* [Selected extract]
Cancer Community & Giving

August 17, 2016

Chicken Salad Chick Foundation gift to support Vanderbilt-Ingram Cancer Center research

Chicken Salad Chick Foundation founding board members Stacy Brown and Betty and Earlon McWhorter presented a $200,000 check to Vanderbilt-Ingram Cancer Center (VICC) to support cancer research. Among other initiatives, the Chicken Salad Chick Foundation was proud to host Music and Miracles Superfest, the first major stadium concert in Jordan-Hare’s 75-year history, held on April 23 in Auburn, Alabama.

From left, Scott Hiebert, Ph.D., Jordan Berlin, M.D., Stacy Brown, Betty McWhorter and Earlon McWhorter pose with the check presented by the Chicken Salad Chick Foundation to Vanderbilt-Ingram Cancer Center. (photo by John Russell)
From left, Scott Hiebert, Ph.D., Jordan Berlin, M.D., Stacy Brown, Betty McWhorter and Earlon McWhorter pose with the check presented by the Chicken Salad Chick Foundation to Vanderbilt-Ingram Cancer Center. (photo by John Russell)

Chicken Salad Chick Foundation founding board members Stacy Brown and Betty and Earlon McWhorter presented a $200,000 check to Vanderbilt-Ingram Cancer Center (VICC) to support cancer research. Among other initiatives, the Chicken Salad Chick Foundation was proud to host Music and Miracles Superfest, the first major stadium concert in Jordan-Hare’s 75-year history, held on April 23 in Auburn, Alabama.

“This was the dream and the vision of my late husband, Kevin Brown, who was diagnosed with colon cancer in Nov. 2013,” said Stacy Brown, co-founder of the Auburn-based Chicken Salad Chick restaurant and catering firm. “Thankfully, our business was successful and we were already talking about how we were going to give back. It became clear very quickly that this should be our focus.”

Along with partners Earlon and Betty McWhorter, the couple launched the Chicken Salad Chick Foundation, with a mission to help feed the hungry and fight cancer. Kevin Brown started dreaming of a giant fundraising concert headlined by Kenny Chesney, which resulted in the inaugural Music and Miracles Superfest.

Stacy Brown said the concert planning gave her husband great joy.

“Kevin was always at work, even while receiving treatment; he missed very few days until the very end. The concert planning became his purpose and his drive and his mission and it was a great thing for him,” Stacy explained.

His chemotherapy was part of the colon cancer treatment regimen recommended by VICC physician Jordan Berlin, M.D., Ingram Professor of Cancer Research, co-leader of the Gastrointestinal Cancer Research Program and director of the Phase I Program.

The Chicken Salad Chick Foundation Board also learned about VICC’s research program from Scott Hiebert, Ph.D., Hortense B. Ingram Professor of Cancer Research, associate director of Basic Research and of Shared Resources at VICC and newly-appointed member of the National Cancer Advisory Board.

The $200,000 research grant to VICC is the result of those interactions.

“We are honored by this gift from the Foundation in support of our precision medicine initiatives at VICC,” Hiebert said.

(Data drawn from a collection)
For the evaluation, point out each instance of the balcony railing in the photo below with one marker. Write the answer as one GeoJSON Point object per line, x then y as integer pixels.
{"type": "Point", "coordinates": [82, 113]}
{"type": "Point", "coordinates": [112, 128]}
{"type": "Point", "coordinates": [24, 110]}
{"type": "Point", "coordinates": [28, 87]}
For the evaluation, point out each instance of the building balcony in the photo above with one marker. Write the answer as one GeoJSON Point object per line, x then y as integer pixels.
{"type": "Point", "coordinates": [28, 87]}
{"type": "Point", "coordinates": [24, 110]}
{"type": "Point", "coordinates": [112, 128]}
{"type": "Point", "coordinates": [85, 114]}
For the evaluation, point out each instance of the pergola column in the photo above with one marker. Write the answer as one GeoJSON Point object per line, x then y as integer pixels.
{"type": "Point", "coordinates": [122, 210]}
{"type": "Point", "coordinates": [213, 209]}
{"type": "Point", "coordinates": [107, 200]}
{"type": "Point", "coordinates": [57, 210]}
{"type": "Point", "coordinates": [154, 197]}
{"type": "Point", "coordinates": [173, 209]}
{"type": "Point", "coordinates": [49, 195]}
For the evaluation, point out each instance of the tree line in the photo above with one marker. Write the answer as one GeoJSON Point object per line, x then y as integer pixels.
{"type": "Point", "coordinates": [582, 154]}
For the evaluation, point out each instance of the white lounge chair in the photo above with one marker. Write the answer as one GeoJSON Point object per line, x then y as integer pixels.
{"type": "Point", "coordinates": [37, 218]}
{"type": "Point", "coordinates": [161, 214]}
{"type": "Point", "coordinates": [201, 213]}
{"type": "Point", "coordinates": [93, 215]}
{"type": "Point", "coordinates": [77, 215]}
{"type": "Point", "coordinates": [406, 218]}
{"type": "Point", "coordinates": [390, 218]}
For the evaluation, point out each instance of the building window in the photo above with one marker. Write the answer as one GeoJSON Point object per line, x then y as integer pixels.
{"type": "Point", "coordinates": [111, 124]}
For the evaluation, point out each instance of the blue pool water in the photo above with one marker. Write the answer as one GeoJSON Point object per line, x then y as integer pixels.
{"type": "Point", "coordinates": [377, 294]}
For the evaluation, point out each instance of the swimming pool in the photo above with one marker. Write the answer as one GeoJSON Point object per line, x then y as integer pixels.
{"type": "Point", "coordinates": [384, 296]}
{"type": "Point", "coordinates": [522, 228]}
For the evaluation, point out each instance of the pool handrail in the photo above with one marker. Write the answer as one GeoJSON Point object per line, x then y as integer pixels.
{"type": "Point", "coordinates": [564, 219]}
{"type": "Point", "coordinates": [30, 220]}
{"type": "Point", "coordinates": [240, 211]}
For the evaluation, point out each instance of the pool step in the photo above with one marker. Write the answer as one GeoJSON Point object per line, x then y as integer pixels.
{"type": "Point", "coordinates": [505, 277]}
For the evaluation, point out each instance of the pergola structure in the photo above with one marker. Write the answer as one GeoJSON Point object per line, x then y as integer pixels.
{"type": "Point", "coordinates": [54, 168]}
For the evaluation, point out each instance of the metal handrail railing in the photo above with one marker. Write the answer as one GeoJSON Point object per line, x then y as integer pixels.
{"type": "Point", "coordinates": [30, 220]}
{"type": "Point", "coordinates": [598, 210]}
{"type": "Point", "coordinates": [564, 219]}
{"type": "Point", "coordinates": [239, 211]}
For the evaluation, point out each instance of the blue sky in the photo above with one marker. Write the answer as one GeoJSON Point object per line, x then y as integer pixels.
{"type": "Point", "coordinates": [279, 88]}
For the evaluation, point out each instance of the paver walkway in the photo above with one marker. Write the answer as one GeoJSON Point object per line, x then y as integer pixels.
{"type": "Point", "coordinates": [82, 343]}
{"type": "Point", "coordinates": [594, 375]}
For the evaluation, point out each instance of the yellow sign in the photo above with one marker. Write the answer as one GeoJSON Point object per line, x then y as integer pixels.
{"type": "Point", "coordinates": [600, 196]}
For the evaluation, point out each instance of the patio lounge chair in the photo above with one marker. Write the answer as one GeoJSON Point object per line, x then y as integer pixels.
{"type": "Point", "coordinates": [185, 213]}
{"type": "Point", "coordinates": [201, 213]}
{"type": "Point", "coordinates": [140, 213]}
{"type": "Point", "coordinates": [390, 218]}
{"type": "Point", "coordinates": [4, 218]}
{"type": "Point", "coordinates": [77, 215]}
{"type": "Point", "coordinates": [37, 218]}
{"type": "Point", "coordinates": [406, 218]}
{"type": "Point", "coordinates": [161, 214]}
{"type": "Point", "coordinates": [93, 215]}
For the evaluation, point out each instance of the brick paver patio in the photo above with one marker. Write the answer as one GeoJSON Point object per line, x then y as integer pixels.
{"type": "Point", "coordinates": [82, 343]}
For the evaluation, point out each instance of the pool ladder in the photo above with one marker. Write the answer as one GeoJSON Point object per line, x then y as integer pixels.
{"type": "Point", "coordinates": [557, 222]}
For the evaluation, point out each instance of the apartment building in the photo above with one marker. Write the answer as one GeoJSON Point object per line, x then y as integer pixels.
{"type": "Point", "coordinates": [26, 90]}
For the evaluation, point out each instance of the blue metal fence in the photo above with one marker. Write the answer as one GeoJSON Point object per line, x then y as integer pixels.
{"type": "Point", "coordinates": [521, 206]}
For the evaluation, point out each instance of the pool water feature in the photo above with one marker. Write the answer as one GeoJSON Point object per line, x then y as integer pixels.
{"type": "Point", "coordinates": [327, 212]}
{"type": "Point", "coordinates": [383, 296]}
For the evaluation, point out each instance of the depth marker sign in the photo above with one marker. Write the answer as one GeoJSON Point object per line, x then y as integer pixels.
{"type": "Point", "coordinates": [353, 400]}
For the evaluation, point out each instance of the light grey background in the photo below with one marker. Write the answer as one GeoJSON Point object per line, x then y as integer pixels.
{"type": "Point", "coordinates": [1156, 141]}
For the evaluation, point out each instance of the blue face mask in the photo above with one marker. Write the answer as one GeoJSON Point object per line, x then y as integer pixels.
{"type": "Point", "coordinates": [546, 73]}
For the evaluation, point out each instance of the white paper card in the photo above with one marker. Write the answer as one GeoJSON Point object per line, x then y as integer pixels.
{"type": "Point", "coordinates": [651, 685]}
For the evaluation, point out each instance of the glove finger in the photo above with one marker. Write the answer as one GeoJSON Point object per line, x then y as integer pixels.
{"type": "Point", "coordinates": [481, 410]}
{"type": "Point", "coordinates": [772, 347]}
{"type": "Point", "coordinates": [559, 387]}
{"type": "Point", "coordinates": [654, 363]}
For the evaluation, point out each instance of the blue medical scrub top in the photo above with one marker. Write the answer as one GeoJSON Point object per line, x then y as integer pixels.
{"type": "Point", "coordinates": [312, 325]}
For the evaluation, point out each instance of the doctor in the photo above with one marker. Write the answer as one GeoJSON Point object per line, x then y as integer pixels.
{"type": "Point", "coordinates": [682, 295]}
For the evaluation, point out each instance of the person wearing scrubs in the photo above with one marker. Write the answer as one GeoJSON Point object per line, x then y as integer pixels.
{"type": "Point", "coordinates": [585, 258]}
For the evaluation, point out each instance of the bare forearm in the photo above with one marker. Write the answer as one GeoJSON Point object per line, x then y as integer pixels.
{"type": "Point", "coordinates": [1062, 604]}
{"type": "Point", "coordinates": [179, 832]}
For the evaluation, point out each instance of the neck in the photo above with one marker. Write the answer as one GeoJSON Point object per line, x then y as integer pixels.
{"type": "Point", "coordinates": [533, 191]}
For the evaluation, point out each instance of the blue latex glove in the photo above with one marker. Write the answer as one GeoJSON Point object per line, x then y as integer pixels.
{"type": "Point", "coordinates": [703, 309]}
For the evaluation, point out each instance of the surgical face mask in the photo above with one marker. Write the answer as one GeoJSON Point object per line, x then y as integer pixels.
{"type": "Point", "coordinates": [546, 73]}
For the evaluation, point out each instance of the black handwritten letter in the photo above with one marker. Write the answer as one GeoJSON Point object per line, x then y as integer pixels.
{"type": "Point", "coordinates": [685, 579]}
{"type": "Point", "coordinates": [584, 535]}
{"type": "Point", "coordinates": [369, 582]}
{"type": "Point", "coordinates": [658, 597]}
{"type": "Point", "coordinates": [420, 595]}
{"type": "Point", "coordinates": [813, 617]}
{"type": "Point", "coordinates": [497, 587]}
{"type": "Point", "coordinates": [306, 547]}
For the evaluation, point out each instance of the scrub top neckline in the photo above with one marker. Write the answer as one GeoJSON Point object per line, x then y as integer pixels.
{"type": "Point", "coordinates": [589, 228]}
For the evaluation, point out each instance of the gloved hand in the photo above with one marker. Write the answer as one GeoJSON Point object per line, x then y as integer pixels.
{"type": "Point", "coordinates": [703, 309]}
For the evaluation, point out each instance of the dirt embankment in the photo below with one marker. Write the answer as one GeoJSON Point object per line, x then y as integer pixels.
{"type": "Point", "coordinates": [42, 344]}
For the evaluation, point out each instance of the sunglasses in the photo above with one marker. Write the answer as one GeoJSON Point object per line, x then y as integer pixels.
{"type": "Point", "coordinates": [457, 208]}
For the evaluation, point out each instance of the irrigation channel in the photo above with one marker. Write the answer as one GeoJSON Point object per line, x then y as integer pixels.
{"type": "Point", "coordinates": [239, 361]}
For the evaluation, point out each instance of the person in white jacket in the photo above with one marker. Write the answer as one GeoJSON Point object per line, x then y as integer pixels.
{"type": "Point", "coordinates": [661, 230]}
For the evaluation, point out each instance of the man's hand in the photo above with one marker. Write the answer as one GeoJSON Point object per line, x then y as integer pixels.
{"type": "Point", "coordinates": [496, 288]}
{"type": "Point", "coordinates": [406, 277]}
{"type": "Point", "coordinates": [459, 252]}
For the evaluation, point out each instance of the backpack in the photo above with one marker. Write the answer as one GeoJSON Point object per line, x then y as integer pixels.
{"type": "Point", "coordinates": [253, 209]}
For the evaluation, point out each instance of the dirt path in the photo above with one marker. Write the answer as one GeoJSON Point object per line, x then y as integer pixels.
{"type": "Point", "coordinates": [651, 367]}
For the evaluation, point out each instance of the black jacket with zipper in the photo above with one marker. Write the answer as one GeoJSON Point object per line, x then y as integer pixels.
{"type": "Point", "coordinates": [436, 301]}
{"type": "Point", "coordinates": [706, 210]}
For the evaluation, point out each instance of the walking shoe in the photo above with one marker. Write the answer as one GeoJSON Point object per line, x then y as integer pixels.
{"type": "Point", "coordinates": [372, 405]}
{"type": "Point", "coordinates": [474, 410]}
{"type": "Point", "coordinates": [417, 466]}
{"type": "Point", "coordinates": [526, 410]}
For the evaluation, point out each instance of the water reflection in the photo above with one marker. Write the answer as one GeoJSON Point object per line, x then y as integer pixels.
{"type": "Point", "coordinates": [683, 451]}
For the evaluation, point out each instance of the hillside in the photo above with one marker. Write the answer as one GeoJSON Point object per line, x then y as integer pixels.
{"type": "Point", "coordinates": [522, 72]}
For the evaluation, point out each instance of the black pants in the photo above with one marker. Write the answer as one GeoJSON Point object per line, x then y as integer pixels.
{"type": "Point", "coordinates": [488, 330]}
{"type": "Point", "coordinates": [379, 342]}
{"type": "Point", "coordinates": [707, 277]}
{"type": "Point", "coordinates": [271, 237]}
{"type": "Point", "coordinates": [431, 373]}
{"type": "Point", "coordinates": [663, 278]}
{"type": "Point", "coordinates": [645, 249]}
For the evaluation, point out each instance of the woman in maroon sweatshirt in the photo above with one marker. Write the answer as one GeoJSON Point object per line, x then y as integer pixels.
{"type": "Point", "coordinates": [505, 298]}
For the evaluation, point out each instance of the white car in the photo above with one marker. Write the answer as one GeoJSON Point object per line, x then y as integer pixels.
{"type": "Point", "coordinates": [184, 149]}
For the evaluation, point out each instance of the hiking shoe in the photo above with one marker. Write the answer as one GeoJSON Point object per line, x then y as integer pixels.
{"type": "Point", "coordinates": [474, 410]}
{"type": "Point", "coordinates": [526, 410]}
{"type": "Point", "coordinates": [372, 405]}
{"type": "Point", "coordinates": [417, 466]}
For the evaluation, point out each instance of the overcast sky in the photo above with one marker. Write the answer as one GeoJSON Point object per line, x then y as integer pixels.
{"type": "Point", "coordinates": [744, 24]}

* [Exercises to complete]
a) Please extract from the article on the Chicken Salad Chick Foundation gift the passage that opens with the words containing "His chemotherapy was" and closes with "Phase I Program.", copying it word for word.
b) In the article on the Chicken Salad Chick Foundation gift, what cancer was Kevin Brown diagnosed with, and when?
c) Rewrite the paragraph of the article on the Chicken Salad Chick Foundation gift that begins "The Chicken Salad Chick Foundation Board also learned" as a short bulleted list that keeps its main facts.

* [Answers provided]
a)
His chemotherapy was part of the colon cancer treatment regimen recommended by VICC physician Jordan Berlin, M.D., Ingram Professor of Cancer Research, co-leader of the Gastrointestinal Cancer Research Program and director of the Phase I Program.

b) Colon cancer, in November 2013.

c)
- The Chicken Salad Chick Foundation Board learned about VICC's research program from Scott Hiebert, Ph.D.
- Hiebert is Hortense B. Ingram Professor of Cancer Research.
- He is associate director of Basic Research and of Shared Resources at VICC.
- He was newly appointed to the National Cancer Advisory Board.